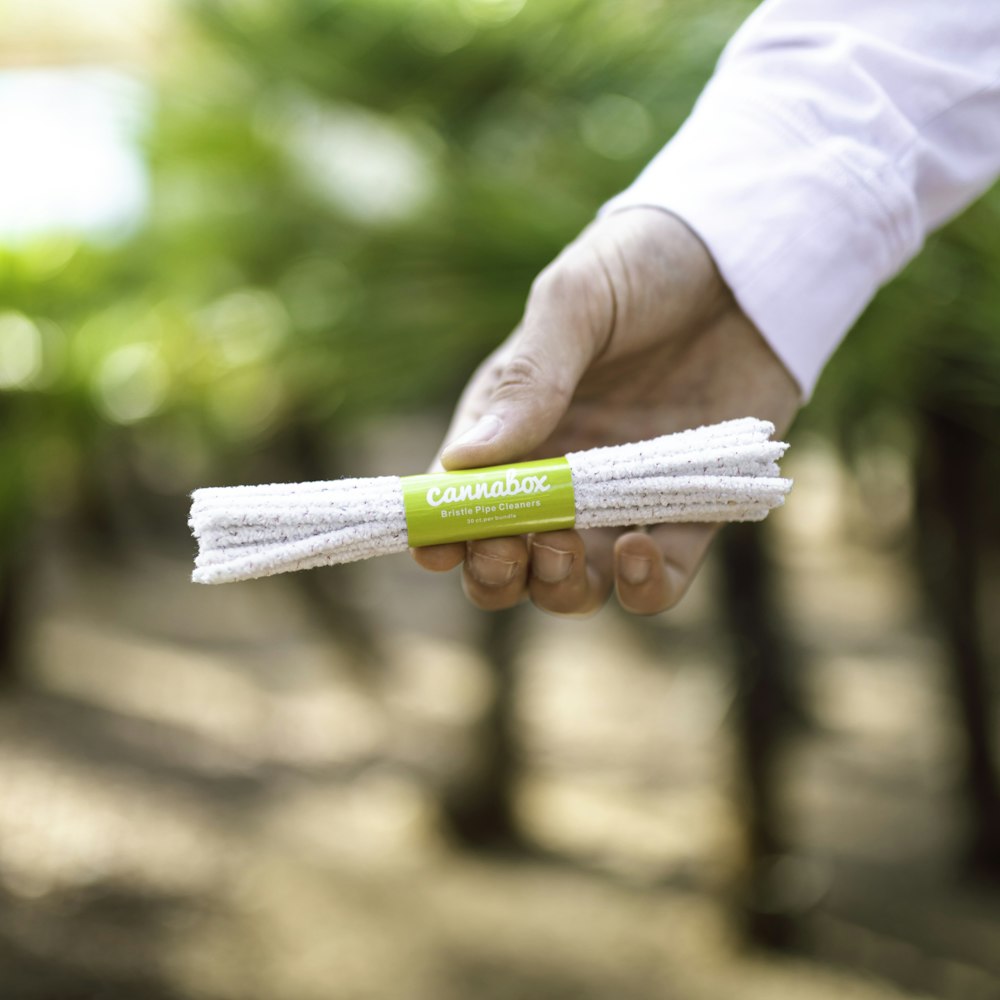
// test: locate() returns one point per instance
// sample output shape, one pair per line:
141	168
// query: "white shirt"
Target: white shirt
834	135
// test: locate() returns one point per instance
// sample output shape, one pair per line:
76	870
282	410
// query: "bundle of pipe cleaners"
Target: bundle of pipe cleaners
723	472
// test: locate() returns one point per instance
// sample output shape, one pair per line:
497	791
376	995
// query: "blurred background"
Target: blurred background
258	240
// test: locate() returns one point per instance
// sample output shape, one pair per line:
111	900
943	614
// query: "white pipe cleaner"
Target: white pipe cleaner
724	472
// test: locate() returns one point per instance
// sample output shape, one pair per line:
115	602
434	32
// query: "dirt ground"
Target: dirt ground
216	793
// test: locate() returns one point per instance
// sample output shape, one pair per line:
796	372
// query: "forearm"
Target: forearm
832	138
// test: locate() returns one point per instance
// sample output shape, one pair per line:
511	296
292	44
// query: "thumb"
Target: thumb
528	386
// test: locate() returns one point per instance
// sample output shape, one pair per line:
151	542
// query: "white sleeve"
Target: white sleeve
834	135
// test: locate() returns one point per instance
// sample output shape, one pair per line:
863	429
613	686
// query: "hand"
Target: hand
630	333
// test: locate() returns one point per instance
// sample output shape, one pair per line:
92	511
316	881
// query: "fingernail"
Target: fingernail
550	565
485	429
491	570
634	569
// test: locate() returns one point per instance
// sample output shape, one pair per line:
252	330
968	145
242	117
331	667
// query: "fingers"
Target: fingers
439	558
569	573
527	386
654	570
568	576
495	573
559	572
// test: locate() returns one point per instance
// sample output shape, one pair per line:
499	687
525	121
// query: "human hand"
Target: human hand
630	333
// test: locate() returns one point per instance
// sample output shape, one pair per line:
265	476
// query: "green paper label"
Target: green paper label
488	503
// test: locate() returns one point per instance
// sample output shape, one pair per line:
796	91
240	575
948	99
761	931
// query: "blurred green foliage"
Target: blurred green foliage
350	200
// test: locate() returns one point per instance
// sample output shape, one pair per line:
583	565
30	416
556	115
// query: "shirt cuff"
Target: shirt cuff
803	225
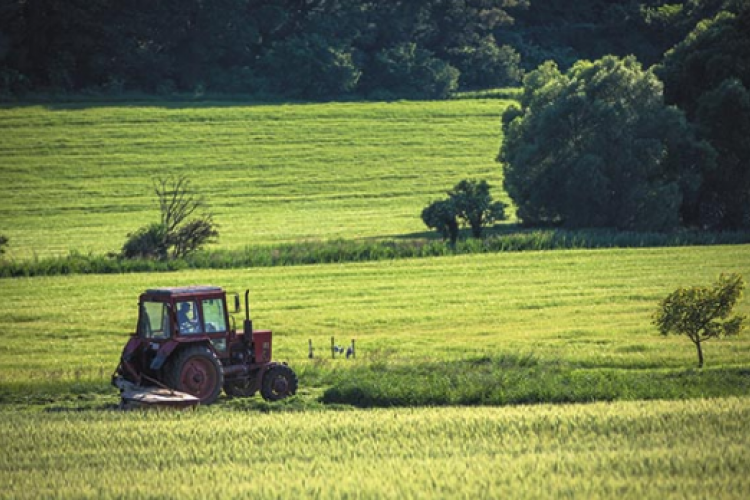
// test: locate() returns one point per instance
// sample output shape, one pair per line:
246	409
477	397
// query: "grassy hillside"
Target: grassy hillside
79	177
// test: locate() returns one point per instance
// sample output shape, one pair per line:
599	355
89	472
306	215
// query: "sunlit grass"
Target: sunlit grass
80	177
692	449
587	308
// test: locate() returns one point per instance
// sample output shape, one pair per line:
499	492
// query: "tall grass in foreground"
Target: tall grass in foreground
341	251
692	449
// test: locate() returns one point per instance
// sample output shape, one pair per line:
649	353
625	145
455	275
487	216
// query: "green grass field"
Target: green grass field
77	177
458	331
693	449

----

_EXERCISE AIM_. Pictures are to be left out when the entries above are repeated exactly.

_RESPONSE FOR THIS EXERCISE_.
// test: locate() returns one point per instance
// sample output shape, one pair per line:
141	168
// query: "white shirt"
Target: white shirt
834	135
// test: locate() returns one point per instance
// sample output shape, one pair per line:
76	870
282	410
// query: "bundle of pipe cleaners"
Target: bundle of pipe cleaners
723	472
// test: locate() returns one point per instance
// sample output shape, one pair per line:
497	791
376	995
// query: "blurred background"
Target: blurred background
258	240
// test: locate() returns one point per instance
// sample output shape, one pair per line:
111	900
943	614
// query: "white pipe cleaner"
Target: white pipe cleaner
724	472
// test: locate() returns one point per instance
// sample output shape, one pair per line:
115	602
434	32
// query: "dirt ground"
Target: dirt ground
216	793
// test: locate() returns one point per instance
// sample output shape, one pair per line:
796	372
// query: "forearm"
Target: forearm
832	138
// test: locate() returns one point per instance
// sample output shape, one pair per line:
511	296
292	44
// query: "thumb"
Target: thumb
528	386
// test: locate() returns one point per instance
// sample output shape, one pair per line:
151	542
// query: "white sleeve"
Target: white sleeve
834	135
// test: locate() returns one point per instance
// sample output shape, one pair per line:
863	429
613	686
// query: "hand"
Target: hand
630	333
// test: locate() returns one point per instance
// sample output shape, one pair per line:
92	511
316	881
// query: "fingernail"
Target: fingernail
550	565
485	429
491	570
634	569
// test: locate() returns one point per instance
// sample output shape, one pair per line:
252	330
968	145
242	117
331	667
// query: "fingers"
Target: fingers
439	558
569	573
527	386
654	570
568	576
495	573
559	572
// test: locate() returns one point per instance
// sample output shape, one pair per line:
499	687
525	121
// query: "human hand"
Target: human hand
630	333
// test: locate() returns one point per instance
// sample output shape, one pair per line:
265	476
// query: "green paper label"
Target: green paper label
488	503
// test: locate() returns one point per instance
// sample output shape, one pair per line:
796	91
240	575
948	99
761	931
// query: "blurred green foliage"
Target: blurred green foliage
350	200
// test: locate() returns one point per instance
// sample output shape, one pair per line:
583	565
30	416
556	115
// query: "shirt cuff"
Target: shirt cuff
803	225
// test: locate() returns one point per instance
// sample output shape, one pair per line:
246	409
477	397
// query: "grassy hillside"
Target: grassy hillside
79	177
// test: locate() returns one point per instance
// sample output shape, one pair per line:
599	355
89	472
306	215
// query: "sunlit grass"
Target: sunlit grass
80	177
692	449
587	308
// test: locate() returns one point per instance
// sample output shape, one pair per line:
499	492
// query: "tall grass in foreground"
Target: tall grass in foreground
341	251
692	449
// test: locate() returns one point per instance
// sample output shape, one pair per line:
649	353
625	145
455	275
487	216
// query: "green grass field"
Target: green grass field
77	177
458	331
693	449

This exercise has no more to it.